> TASK PROMPT: Each record below should be given again exactly as it reads.

━━━━━ GIVEN ENTRIES ━━━━━

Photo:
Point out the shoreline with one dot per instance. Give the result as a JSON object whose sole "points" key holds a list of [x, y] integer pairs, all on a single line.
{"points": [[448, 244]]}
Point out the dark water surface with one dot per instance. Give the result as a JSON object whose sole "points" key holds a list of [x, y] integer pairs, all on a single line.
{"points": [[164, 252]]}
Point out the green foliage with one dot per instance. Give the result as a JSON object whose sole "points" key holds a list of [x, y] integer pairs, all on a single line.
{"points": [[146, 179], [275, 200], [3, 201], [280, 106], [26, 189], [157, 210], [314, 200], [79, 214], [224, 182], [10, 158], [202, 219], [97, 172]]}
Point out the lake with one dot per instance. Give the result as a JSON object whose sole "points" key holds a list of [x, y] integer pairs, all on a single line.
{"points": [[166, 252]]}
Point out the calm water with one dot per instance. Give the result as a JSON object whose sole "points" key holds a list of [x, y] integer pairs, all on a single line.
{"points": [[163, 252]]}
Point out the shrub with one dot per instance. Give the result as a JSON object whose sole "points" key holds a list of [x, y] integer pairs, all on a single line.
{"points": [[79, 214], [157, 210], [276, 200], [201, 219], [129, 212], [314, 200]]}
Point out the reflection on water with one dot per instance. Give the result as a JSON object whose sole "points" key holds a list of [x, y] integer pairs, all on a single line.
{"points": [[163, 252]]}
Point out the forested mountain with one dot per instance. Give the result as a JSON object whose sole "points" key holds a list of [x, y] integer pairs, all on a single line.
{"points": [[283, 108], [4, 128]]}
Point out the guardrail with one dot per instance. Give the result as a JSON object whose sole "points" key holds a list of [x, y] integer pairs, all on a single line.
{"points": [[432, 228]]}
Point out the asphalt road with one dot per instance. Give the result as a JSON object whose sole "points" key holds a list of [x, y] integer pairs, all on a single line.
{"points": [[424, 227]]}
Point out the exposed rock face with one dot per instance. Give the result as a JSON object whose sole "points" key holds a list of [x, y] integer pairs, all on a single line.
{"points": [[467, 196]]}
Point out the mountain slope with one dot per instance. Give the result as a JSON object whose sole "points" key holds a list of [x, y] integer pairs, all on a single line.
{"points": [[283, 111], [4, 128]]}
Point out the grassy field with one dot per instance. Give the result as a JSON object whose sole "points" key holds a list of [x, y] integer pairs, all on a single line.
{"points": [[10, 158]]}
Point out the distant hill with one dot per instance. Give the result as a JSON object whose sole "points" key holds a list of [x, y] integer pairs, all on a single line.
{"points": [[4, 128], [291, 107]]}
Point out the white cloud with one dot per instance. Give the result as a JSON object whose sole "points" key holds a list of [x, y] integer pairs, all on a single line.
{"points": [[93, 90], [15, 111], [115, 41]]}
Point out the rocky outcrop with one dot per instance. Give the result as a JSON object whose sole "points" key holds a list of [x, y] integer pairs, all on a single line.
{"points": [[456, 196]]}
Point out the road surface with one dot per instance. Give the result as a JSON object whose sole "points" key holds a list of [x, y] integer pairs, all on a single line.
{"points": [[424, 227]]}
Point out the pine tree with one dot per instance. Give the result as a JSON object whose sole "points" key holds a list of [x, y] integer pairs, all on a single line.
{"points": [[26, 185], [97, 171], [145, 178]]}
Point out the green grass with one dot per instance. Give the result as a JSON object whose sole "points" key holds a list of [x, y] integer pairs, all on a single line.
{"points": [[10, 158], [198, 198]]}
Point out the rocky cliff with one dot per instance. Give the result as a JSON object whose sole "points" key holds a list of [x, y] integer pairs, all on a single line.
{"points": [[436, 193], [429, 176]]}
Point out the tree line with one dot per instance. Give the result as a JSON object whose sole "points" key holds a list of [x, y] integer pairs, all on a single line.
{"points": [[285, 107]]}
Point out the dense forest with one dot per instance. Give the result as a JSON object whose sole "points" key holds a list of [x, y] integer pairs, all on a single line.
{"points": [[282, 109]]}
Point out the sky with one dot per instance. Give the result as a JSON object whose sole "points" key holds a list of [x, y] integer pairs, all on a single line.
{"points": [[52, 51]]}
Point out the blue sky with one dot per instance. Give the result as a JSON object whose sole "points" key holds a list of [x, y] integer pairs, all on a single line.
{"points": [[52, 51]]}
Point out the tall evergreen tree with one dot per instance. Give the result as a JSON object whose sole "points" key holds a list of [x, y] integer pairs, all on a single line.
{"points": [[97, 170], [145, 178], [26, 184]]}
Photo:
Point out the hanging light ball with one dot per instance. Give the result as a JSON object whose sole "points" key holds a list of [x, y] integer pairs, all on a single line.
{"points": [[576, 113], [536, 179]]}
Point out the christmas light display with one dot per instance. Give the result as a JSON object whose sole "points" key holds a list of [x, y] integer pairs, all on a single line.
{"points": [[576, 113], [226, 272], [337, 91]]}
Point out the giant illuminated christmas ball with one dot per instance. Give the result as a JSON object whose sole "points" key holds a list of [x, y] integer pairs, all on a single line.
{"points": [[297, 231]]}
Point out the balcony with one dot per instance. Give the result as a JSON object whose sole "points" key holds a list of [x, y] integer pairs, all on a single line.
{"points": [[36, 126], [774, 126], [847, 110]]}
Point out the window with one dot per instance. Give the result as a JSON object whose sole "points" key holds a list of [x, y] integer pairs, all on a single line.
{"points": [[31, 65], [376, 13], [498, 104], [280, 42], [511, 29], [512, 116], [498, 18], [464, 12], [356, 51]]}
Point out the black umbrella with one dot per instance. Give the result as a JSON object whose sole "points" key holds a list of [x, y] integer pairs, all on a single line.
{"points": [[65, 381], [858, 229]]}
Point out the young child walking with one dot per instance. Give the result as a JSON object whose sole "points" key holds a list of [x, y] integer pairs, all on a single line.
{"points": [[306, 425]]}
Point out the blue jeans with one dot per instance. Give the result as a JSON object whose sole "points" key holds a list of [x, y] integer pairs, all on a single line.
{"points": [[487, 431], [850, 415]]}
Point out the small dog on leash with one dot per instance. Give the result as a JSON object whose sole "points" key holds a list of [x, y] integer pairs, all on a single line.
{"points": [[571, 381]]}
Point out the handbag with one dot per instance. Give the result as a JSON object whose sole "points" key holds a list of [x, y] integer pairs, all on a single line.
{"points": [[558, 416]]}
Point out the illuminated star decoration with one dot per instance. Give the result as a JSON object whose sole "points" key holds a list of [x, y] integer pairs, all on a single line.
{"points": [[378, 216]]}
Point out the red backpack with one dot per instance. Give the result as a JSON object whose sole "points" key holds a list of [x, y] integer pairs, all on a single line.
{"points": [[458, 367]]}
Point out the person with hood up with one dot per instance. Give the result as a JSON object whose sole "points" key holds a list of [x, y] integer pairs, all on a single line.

━━━━━

> ANSWER BOX:
Photo:
Point out the shoreline with one dot per instance. Give the result as a JSON object whose sole "points" key holds a list of [x, y] integer pairs, all on a single line.
{"points": [[448, 244]]}
Point out the dark water surface with one dot per instance. Give the result as a JSON object whose sole "points" key holds a list of [x, y] integer pairs, all on a single line.
{"points": [[164, 252]]}
Point out the green foliage with one dot per instance. Give the result as a JSON object whose sole "points" key holds a list of [x, y] integer pairs, all on a single line.
{"points": [[146, 179], [275, 200], [3, 201], [280, 106], [26, 189], [157, 210], [314, 200], [79, 214], [224, 182], [10, 158], [202, 219], [97, 172]]}
Point out the lake with one dot per instance. Give the result as a JSON object whose sole "points" key holds a list of [x, y] integer pairs, all on a single line.
{"points": [[166, 252]]}
Point out the calm water with one dot per instance. Give the result as a JSON object whose sole "points" key holds a list of [x, y] integer pairs, all on a single line.
{"points": [[163, 252]]}
Point out the shrub with one dot per instance. Give the result as a JSON object whose sole "points" key holds a list of [x, y] integer pairs, all on a single line.
{"points": [[79, 214], [157, 210], [276, 200], [201, 219], [129, 212], [314, 200]]}
Point out the reflection on water with one dot per instance. Give the result as a JSON object whose sole "points" key holds a list of [x, y] integer pairs, all on a single line.
{"points": [[163, 252]]}
Point out the forested mountain with one dot per instance. Give the result as a JSON object whose sole "points" key holds a list of [x, y] integer pairs, all on a single line.
{"points": [[283, 108], [4, 128]]}
Point out the guardrail with one dot per instance. Give the result as a JSON object whose sole "points" key holds a list of [x, y] integer pairs, all on a single line.
{"points": [[432, 228]]}
Point out the asphalt road with one dot per instance. Give the result as a JSON object whose sole "points" key holds a list of [x, y] integer pairs, all on a single line.
{"points": [[424, 227]]}
Point out the exposed rock face with one dot per instance. Give the result as a JSON object whose sole "points" key holds a list of [x, y] integer pairs, all on a single line.
{"points": [[467, 196]]}
Point out the mountain slope with one dot per instance. Give the result as a JSON object whose sole "points" key holds a list of [x, y] integer pairs, all on a single line.
{"points": [[283, 111], [4, 128]]}
Point out the grassy field with one dot per instance. Give the result as a JSON object whose sole "points" key holds a list of [x, y] integer pairs, all on a single line.
{"points": [[10, 158]]}
Point out the distant hill with one dot per instance. Give the result as a JSON object whose sole "points" key holds a list of [x, y] integer pairs, all on a single line.
{"points": [[4, 128], [291, 107]]}
Point out the white cloud with one dot per instance. Give the result as a JSON object whose sole "points" key holds a list of [x, y] integer pairs, all on a single line.
{"points": [[93, 90], [15, 111], [115, 41]]}
Point out the rocky outcrop with one dot per instance. Give the result as a JSON object whose sole "points" key holds a list of [x, y] integer pairs, all on a single line.
{"points": [[456, 196]]}
Point out the road surface with one dot per instance. Give the result as a JSON object whose sole "points" key holds a list of [x, y] integer pairs, all on a single line.
{"points": [[424, 227]]}
Point out the pine tree with one dot per instance. Give the result as a JSON object whose sole "points" key holds a list of [x, y] integer pairs, all on a single line.
{"points": [[26, 185], [97, 171], [145, 178]]}
Point out the green grass with one dot per instance. Give the result as a JSON object whose sole "points" key holds a list of [x, y] integer pairs, all on a single line.
{"points": [[10, 158], [198, 198]]}
Point out the rocky cliff with one dot per instance. Give the result as a JSON object whose sole "points" key holds a list of [x, y] integer pairs, all on a single line.
{"points": [[436, 193], [429, 176]]}
Point out the tree line with one dot per instance. Give the result as a JSON object whose sole "points" key holds a list of [x, y] integer pairs, all on a single line.
{"points": [[285, 107]]}
Point out the dense forest with one dot per instance. Give the result as a JSON object whose sole "points" key holds a list of [x, y] integer pairs, all on a single line.
{"points": [[282, 109]]}
Point out the sky with one dot per instance. Give the result as a JSON object whose sole "points" key holds a list of [x, y] integer pairs, all on a single line.
{"points": [[52, 51]]}
Point out the blue sky with one dot per instance. Give the result as a JSON object whose sole "points" key holds a list of [x, y] integer pairs, all on a single line.
{"points": [[52, 51]]}
Point out the tall evergreen tree with one dot per instance. Give the result as a JSON object whose sole "points" key holds a list of [x, y] integer pairs, all on a single line.
{"points": [[97, 170], [145, 178], [26, 184]]}
Photo:
Point out the hanging light ball with one dot per instance. Give the result as a JSON object whose sole "points" key holds a list of [x, y] integer pairs, all on a single line.
{"points": [[576, 113], [536, 179]]}
Point out the christmas light display with one dot per instance. Give the result as a JSON object whose sole "points" key holds a list of [x, y] integer pairs, all on a single line.
{"points": [[576, 113], [226, 272], [337, 91]]}
Point out the giant illuminated christmas ball with one dot per instance. Give the result as a JSON object whose sole "points" key holds a list of [x, y] integer pairs, all on a single line.
{"points": [[297, 231]]}
Point out the balcony with one dot per instance. Give the result as a JSON object whose sole "points" key holds a list of [x, y] integer pairs, all on a single line.
{"points": [[36, 126], [774, 126], [847, 110]]}
Point out the window with one dot per instance. Give the result as a JSON object whose sole "points" key holds a list of [x, y] integer pairs, all on a single line.
{"points": [[31, 65], [376, 13], [498, 104], [280, 42], [511, 29], [512, 116], [498, 18], [464, 12], [356, 51]]}
Point out the black umbrella with one dot per instance. Give the result as a JSON object whose sole "points" key holds a list of [x, y] integer pairs, all on a single line.
{"points": [[65, 381], [858, 229]]}
Point out the young child walking with one dot per instance. Give the result as a JSON object whose sole "points" key holds a list of [x, y] integer pairs, all on a single line.
{"points": [[306, 425]]}
Point out the blue jeans with one dot per instance. Give the result as a JSON object whose sole "points" key holds a list of [x, y] integer pairs, all on a single line.
{"points": [[487, 431], [850, 415]]}
Point out the small dog on leash with one dot per instance. Give the result as a JSON object whose sole "points" key holds a list of [x, y] integer pairs, all on a single line.
{"points": [[571, 381]]}
Point out the handbag with one dot per instance. Give the result as a JSON object whose sole "points" key holds a list of [x, y] integer pairs, all on a single line.
{"points": [[558, 416]]}
Point out the illuminated star decoration with one dot per instance. Give the result as a JSON object whose sole "points" key holds a list of [x, y] integer pairs, all on a single line.
{"points": [[378, 216]]}
Point out the red backpack with one dot per instance. Give the result as a JSON object whose sole "points" key holds a list of [x, y] integer pairs, all on a single line.
{"points": [[458, 367]]}
Point out the person with hood up with one dot per instance. Give the result as a JSON object whose sole "points" key holds a list of [x, y] integer pairs, all on a single line.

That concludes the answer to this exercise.